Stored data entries
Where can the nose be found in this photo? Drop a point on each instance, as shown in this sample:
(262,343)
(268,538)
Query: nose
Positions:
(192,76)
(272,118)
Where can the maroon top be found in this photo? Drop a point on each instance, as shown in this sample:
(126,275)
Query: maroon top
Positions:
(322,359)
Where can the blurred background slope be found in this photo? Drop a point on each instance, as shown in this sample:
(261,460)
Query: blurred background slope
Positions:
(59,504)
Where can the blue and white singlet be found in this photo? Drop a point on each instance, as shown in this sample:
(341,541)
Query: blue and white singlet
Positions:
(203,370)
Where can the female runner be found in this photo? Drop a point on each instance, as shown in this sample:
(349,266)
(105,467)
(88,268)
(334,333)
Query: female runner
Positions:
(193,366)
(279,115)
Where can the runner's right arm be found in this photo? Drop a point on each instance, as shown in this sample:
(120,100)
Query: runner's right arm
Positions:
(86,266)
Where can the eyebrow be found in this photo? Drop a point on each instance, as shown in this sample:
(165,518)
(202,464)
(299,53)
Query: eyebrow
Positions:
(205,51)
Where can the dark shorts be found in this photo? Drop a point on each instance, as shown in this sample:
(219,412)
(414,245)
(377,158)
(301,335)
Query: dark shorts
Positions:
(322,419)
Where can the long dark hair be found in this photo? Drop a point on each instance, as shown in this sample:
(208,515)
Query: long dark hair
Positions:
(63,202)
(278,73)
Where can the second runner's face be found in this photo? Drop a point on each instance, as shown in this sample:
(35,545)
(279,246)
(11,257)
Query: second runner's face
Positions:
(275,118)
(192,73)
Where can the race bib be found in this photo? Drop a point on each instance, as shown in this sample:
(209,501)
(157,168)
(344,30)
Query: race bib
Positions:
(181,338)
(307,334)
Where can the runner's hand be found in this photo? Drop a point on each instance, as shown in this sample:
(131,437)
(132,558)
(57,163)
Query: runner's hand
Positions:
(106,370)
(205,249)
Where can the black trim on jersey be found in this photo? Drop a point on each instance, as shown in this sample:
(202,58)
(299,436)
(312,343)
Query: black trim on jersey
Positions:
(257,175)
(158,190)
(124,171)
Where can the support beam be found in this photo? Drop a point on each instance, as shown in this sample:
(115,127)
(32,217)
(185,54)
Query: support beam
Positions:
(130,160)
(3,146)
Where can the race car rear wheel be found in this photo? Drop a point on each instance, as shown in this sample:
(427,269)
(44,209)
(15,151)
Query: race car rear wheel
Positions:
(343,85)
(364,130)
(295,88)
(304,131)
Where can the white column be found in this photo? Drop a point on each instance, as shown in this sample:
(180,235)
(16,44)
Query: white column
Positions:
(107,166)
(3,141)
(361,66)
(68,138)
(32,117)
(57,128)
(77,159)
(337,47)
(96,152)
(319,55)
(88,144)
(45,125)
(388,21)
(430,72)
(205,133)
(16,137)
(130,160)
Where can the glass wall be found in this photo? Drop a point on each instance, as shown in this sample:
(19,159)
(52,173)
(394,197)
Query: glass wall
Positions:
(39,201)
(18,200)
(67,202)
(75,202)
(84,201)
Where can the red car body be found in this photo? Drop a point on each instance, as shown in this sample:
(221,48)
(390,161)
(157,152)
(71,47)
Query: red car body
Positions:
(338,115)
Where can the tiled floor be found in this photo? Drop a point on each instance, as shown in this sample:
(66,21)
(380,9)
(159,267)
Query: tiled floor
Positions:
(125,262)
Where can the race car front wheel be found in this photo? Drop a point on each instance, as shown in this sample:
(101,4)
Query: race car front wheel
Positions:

◆ GOAL OF THE EXERCISE: Across all the records above, how many lines hold the word "beam"? Answer with only that number.

◆ TASK SOLUTION: 2